▸ **Directions**: Which kinds of cells does the apoptosis article below name?

▸ **Passage for review**:
========================
Apoptosis is a process in which cells die off, intentionally. This programmed cell death pathway helps eliminate billions of cells every day, most of which are blood or gut cells, so they can be replaced with fresh ones. Now researchers want to harness this process to destroy cancer cells. In a new study reported in Science, researchers have shown that when two proteins are artificially brought together in cancer cells, it can trigger the activity of apoptosis genes, and promotes the cell death pathway.
Our bodies need apoptosis at various stages, but co-corresponding study author Gerald Crabtree, MD, realized that cancer could be killed this way.
"We essentially want to have the same kind of specificity that can eliminate 60 billion cells with no bystanders, so no cell is killed that is not the proper object of the killing mechanism," said Crabtree, a Professor at Stanford University.
Standard cancer treatments like chemotherapy or radiation can eliminate cancer, but they may often kill huge numbers of healthy cells along with it.
In this novel approach, a kind of molecular glue that is applied causes two proteins to stick together, when they normally would not interact. One of those proteins is called BCL6. Mutant forms of BCL6 have been associated with diffuse large cell B-cell lymphoma, a type of blood cancer. Mutant BCL6 will abnormally situate near genes that trigger apoptosis, tamping down their activity. This can give cancer cells a kind of immortality.
The investigators created a molecule that links BCL6 to another protein called CDK9, which can activate apoptosis genes that BCL6 normally keeps inactive.
========================
[Items from a dataset]
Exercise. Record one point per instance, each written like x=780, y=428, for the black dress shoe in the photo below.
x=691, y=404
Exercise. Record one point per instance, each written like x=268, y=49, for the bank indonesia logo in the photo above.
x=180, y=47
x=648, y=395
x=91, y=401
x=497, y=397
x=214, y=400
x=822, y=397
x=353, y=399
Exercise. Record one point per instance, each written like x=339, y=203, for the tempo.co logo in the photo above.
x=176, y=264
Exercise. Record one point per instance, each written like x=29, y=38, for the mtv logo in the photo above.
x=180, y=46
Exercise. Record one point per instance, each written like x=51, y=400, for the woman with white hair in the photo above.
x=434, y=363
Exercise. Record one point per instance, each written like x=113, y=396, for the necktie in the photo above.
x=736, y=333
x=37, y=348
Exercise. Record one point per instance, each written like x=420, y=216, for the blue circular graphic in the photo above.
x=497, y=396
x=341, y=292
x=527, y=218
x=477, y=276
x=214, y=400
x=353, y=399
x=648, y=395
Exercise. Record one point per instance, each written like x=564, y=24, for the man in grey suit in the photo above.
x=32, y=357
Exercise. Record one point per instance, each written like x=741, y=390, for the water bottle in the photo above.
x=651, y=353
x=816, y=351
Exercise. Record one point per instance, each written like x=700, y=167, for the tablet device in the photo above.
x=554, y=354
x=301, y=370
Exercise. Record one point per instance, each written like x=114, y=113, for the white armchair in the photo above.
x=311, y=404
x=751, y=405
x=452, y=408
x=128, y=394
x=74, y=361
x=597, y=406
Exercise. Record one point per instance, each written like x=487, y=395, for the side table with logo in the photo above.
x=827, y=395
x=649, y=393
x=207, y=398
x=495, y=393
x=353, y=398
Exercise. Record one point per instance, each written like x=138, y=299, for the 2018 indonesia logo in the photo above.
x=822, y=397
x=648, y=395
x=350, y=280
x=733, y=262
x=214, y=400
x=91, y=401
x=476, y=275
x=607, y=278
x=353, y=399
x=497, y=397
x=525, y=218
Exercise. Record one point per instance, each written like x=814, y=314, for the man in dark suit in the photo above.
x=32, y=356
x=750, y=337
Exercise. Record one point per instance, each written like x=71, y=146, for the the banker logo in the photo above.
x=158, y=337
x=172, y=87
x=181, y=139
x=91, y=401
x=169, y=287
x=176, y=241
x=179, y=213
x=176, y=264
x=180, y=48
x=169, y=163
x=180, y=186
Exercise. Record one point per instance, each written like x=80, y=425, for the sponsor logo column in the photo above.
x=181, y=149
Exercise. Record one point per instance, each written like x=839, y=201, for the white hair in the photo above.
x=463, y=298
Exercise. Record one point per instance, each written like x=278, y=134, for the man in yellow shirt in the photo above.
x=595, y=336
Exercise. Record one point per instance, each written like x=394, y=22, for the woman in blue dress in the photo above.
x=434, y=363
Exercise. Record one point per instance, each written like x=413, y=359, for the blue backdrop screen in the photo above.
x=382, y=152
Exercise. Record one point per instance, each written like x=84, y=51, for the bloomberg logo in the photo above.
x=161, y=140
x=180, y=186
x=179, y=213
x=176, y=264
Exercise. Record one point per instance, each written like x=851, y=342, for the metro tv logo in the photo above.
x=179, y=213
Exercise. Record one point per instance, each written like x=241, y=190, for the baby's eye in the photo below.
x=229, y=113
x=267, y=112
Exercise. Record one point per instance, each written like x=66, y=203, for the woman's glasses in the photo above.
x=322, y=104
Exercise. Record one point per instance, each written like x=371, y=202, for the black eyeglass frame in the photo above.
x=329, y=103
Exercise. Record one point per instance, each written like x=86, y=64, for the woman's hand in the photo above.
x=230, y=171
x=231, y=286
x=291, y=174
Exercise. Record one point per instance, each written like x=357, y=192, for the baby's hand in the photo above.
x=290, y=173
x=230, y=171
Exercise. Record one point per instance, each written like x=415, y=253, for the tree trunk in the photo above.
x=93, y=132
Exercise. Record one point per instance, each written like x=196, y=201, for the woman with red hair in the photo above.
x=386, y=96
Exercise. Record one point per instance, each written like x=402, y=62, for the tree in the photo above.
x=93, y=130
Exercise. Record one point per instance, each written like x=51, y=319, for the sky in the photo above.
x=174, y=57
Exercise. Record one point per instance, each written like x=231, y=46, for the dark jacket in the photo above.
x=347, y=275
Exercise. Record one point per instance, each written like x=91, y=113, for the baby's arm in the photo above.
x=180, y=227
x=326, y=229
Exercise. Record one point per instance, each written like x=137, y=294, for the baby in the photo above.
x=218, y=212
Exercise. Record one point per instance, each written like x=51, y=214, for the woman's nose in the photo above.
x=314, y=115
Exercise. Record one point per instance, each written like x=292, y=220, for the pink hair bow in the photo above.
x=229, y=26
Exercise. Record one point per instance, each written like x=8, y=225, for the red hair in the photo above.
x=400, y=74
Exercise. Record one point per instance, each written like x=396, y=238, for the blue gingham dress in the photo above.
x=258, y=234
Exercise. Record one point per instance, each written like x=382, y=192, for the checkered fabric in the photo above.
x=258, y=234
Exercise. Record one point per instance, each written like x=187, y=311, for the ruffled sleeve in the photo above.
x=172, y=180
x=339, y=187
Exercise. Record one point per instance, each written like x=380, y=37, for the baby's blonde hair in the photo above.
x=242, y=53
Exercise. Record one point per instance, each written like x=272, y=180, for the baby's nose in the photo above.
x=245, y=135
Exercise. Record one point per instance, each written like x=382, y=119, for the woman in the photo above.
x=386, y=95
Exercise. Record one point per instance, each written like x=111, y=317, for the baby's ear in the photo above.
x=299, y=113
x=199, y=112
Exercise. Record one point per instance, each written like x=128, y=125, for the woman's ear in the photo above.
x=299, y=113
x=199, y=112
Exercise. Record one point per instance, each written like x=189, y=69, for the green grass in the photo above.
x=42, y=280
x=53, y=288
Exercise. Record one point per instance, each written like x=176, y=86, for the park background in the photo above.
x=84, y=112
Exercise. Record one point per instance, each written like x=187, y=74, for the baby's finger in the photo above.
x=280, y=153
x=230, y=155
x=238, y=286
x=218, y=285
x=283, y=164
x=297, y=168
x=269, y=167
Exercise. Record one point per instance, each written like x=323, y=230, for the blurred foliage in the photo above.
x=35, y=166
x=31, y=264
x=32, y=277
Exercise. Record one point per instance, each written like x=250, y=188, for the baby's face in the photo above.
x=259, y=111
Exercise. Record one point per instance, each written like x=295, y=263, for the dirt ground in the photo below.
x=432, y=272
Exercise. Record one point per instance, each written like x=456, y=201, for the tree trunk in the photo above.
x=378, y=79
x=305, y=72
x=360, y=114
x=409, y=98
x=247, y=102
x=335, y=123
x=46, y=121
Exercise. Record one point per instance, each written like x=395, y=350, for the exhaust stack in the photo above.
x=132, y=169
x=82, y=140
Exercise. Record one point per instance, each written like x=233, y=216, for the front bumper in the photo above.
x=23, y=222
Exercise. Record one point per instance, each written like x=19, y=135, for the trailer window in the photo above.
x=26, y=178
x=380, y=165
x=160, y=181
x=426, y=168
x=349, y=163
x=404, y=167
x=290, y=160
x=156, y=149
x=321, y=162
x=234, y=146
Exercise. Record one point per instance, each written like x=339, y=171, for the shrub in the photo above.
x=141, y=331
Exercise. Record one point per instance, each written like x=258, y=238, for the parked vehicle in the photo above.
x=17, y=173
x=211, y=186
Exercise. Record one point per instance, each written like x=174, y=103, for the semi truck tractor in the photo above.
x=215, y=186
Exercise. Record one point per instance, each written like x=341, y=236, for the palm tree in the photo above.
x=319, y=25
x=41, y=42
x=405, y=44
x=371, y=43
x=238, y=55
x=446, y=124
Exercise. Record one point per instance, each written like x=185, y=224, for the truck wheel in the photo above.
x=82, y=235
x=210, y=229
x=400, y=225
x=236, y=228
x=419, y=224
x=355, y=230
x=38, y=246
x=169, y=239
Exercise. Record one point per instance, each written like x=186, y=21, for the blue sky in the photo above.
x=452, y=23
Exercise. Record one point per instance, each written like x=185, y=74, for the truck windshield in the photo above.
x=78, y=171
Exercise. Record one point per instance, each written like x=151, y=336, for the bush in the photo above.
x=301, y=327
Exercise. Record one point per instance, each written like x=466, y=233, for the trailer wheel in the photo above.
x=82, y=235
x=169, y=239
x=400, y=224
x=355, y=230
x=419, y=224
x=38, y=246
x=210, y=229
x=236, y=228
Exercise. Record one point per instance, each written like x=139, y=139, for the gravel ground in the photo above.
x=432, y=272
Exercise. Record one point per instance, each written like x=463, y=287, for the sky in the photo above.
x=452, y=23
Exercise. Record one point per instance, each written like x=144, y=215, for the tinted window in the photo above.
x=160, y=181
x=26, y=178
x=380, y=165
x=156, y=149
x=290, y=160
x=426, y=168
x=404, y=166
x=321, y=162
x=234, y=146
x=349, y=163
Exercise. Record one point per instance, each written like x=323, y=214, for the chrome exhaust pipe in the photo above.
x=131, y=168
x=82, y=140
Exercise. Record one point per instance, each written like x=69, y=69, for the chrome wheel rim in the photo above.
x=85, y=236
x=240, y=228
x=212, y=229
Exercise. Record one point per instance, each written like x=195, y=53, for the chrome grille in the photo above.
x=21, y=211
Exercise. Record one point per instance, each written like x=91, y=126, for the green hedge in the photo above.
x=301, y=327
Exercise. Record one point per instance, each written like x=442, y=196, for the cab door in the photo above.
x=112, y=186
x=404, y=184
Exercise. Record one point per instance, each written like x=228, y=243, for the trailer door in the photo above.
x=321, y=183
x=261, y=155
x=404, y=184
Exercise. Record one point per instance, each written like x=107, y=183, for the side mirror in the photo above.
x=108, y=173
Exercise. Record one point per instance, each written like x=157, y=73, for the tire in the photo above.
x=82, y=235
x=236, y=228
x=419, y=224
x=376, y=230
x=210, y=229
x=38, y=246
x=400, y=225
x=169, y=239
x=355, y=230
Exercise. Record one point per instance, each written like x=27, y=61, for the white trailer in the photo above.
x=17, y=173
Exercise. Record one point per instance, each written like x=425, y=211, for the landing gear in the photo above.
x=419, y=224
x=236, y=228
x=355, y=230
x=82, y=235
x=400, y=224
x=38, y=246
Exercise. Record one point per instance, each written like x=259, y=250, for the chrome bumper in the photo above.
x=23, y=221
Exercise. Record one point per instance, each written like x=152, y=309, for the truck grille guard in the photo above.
========================
▸ **Problem solution**: Blood cells, gut cells, cancer cells, healthy cells